**Stated task**
Please rewrite the listing below as a numbered list with one line per item, omitting any blank lines. Leave the pictures out of your version.

**Provided records**

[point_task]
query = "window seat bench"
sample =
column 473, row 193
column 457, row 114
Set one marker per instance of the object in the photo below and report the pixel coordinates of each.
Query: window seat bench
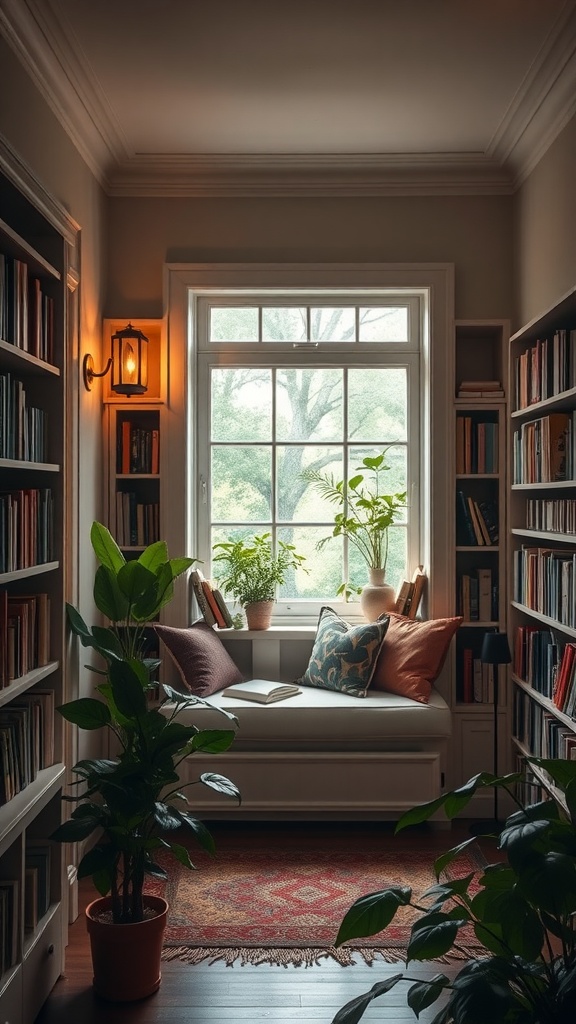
column 324, row 755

**Solution for this exercise**
1. [point_task]
2. query = "window seat bench"
3. sample =
4. column 473, row 193
5. column 457, row 114
6. Set one marker per instance of the object in the photo below and report the pixel coordinates of each.
7. Query: window seat bench
8. column 324, row 755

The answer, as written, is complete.